| Exercise details |
Can you arrange the records, from their start through the line containing "199 250 L 236" with both ends included, as a Markdown table with the columns Row and Line, numbering each row, skipping blank lines, and leaving the pictures out?

| Stored data |
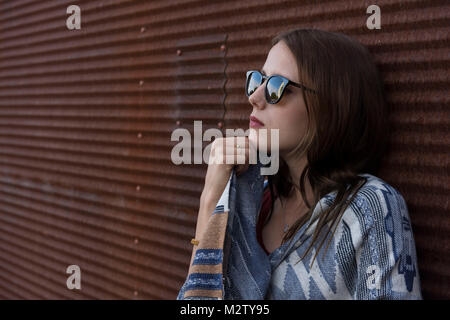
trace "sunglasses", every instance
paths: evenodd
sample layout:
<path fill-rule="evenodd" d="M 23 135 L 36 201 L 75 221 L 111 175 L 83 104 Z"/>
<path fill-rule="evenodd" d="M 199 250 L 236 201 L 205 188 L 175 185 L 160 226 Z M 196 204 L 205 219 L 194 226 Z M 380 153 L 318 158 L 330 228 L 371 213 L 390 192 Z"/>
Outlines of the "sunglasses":
<path fill-rule="evenodd" d="M 247 81 L 245 82 L 245 93 L 247 94 L 247 97 L 250 97 L 265 79 L 267 79 L 267 82 L 264 93 L 266 101 L 270 104 L 276 104 L 280 101 L 288 85 L 293 85 L 297 88 L 303 88 L 304 90 L 316 92 L 313 89 L 307 88 L 300 83 L 293 82 L 283 76 L 272 75 L 269 77 L 263 75 L 257 70 L 250 70 L 247 71 Z"/>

| Worked solution |
| Row | Line |
|---|---|
| 1 | trace "sunglasses", every instance |
| 2 | paths: evenodd |
| 3 | sample layout: |
| 4 | <path fill-rule="evenodd" d="M 23 135 L 36 201 L 75 221 L 111 175 L 83 104 Z"/> |
| 5 | <path fill-rule="evenodd" d="M 199 250 L 236 201 L 205 188 L 175 185 L 160 226 Z M 196 204 L 205 219 L 194 226 Z M 380 153 L 318 158 L 330 228 L 371 213 L 390 192 Z"/> |